少し前の話になります。今年の夏、中部地方の山に登りに行きました。登山の楽しみのひとつと言えば、下山後に入る温泉です。その日も山から下りてくると、「さてどこの温泉に入ろうか」と考えて選んだのが、山梨県韮崎市にある「武田乃郷 白山温泉」です。
白山温泉は営業時間、立地、露天風呂があるということで選びました。実際に行ってみると街が一望できる露天風呂が素敵です。また、湯船で聞いた話では、地元の方にも愛され、多くの人が入りに来ているとのことです。眺めの良い露天風呂と地域の社交場になっていることが印象的でした。そして、温泉にはもうひとつ注意を引くものがありました。
それは「絵画」です。温泉施設の建物の壁に絵が飾られていたのです。地元の小中学生が描いたものを展示している入浴施設はこれまでに何度か訪れたことがあります。しかし、白山温泉は美術に疎い私でも、名の知れた画家が描いたものではないかと思ってしまうほどのものだったのです。

---

== 課題 ==
本文の「白山温泉は営業時間、立地、露」から「まうほどのものだったのです。」までの部分を、「露天風呂」を「展望風呂」に置き換えて書き直してください。 次のエントリは本文とは関係がありません。

---

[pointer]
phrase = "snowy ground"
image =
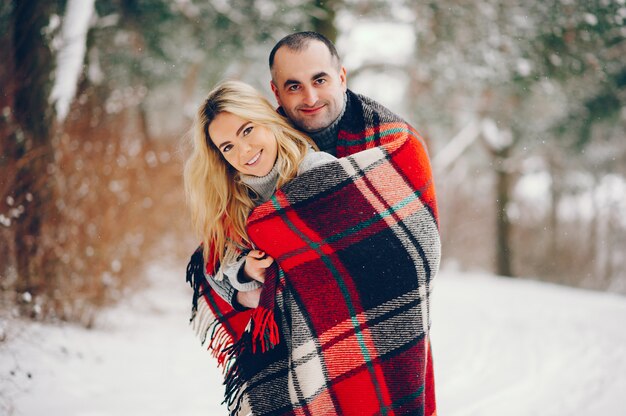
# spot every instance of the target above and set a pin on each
(502, 347)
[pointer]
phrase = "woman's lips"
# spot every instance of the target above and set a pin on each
(254, 159)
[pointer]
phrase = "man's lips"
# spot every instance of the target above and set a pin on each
(311, 110)
(254, 159)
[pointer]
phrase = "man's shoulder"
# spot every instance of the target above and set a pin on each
(373, 109)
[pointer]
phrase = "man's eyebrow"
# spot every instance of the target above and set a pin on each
(319, 75)
(290, 82)
(296, 82)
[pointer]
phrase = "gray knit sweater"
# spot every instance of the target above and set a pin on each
(264, 188)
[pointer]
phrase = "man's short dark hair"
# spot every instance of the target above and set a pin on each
(300, 40)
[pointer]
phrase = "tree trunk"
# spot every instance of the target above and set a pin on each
(503, 226)
(31, 142)
(325, 22)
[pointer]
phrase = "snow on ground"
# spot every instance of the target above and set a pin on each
(501, 346)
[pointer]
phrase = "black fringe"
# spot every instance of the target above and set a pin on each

---

== 解答 ==
白山温泉は営業時間、立地、展望風呂があるということで選びました。実際に行ってみると街が一望できる展望風呂が素敵です。また、湯船で聞いた話では、地元の方にも愛され、多くの人が入りに来ているとのことです。眺めの良い展望風呂と地域の社交場になっていることが印象的でした。そして、温泉にはもうひとつ注意を引くものがありました。
それは「絵画」です。温泉施設の建物の壁に絵が飾られていたのです。地元の小中学生が描いたものを展示している入浴施設はこれまでに何度か訪れたことがあります。しかし、白山温泉は美術に疎い私でも、名の知れた画家が描いたものではないかと思ってしまうほどのものだったのです。